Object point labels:
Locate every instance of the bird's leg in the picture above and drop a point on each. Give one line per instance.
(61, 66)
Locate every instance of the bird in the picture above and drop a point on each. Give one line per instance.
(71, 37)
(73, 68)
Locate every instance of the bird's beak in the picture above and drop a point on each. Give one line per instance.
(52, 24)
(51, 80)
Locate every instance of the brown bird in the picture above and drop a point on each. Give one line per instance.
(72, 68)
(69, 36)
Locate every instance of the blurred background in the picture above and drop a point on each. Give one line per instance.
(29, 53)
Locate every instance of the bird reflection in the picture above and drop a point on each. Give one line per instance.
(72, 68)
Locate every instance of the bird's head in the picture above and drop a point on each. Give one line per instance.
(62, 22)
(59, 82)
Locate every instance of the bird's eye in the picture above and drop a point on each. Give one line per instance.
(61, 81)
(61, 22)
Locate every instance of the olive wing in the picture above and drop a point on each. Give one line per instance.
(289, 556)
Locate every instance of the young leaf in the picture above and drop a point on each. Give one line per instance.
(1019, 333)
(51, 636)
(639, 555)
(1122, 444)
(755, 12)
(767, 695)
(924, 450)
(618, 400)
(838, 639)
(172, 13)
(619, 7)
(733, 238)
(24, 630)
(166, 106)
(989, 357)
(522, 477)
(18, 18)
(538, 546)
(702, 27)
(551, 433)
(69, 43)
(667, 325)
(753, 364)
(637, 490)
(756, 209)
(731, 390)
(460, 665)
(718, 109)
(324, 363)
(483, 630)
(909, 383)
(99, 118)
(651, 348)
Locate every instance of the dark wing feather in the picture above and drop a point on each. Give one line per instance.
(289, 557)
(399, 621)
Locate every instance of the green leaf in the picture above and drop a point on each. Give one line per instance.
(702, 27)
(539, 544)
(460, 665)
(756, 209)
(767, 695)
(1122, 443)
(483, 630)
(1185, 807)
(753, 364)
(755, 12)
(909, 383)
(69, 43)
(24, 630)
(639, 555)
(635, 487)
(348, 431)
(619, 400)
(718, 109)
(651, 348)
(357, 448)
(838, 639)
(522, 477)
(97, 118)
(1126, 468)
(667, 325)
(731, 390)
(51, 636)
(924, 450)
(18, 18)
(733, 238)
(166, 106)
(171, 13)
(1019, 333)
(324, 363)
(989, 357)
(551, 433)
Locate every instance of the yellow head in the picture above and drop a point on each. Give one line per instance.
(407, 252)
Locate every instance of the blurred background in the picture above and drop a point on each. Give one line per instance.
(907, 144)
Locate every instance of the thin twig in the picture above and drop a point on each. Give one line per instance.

Problem description: Above are the records; retype them all without a single difference.

Task solution:
Locate every instance of the bird's leg in the picture above and drop a point on each. Give one line per instance.
(61, 66)
Locate every instance of the bird in the picture above and drop a point on each. Give one line per instance.
(71, 37)
(73, 68)
Locate every instance of the bird's beak in the picture above and drop a point on each. Give one line per instance.
(52, 24)
(51, 80)
Locate every instance of the brown bird in the picture above and drop a point on each. Give one line per instance.
(72, 68)
(69, 36)
Locate every instance of the blurred background in the picture above and drop a point on each. Give one line per instance.
(29, 53)
Locate every instance of the bird reflection in the picture above and drop a point on each. Give one line per instance.
(72, 68)
Locate every instance of the bird's head in the picture above and drop a point on each. Give one line per instance.
(62, 22)
(59, 82)
Locate every instance of the bird's eye in the picture above and drop a point on each. Give one line per instance.
(61, 81)
(61, 22)
Locate every instance of the olive wing in the picture above and drop a point on each. Give one line per instance.
(289, 556)
Locate every instance of the young leaf in the picture above and drop a point on each. Give one line per instance.
(1019, 333)
(51, 636)
(639, 555)
(1122, 444)
(755, 12)
(767, 695)
(924, 450)
(618, 400)
(838, 639)
(172, 13)
(619, 7)
(733, 238)
(24, 630)
(166, 106)
(989, 357)
(522, 477)
(18, 18)
(538, 546)
(702, 27)
(551, 433)
(69, 43)
(667, 325)
(753, 364)
(637, 490)
(756, 209)
(731, 390)
(460, 665)
(718, 109)
(324, 363)
(483, 630)
(909, 383)
(99, 118)
(651, 348)
Locate every instance of the dark wing feather in the picture above and drop a point on each. Give one line per instance.
(289, 557)
(399, 621)
Locate every instance of the green leaf in the picture above and drop a point on each. Give one line per instance.
(702, 27)
(539, 544)
(460, 665)
(756, 209)
(767, 695)
(1122, 443)
(483, 630)
(1185, 807)
(753, 364)
(755, 12)
(909, 383)
(69, 43)
(24, 630)
(639, 555)
(635, 487)
(348, 431)
(619, 400)
(718, 109)
(651, 348)
(357, 448)
(838, 639)
(522, 477)
(97, 118)
(1126, 468)
(667, 325)
(731, 390)
(51, 636)
(924, 450)
(18, 18)
(733, 238)
(166, 106)
(171, 13)
(1019, 333)
(324, 363)
(989, 357)
(551, 433)
Locate every instance of the yellow head in the picture above and drop a point on each. Give one line per instance.
(407, 252)
Locate every instance of the blurred background in the picture above and drop a point on each. Give one line per instance.
(907, 144)
Locate every instance of the thin twig in the picture above and drop a point on each. Give one line per instance.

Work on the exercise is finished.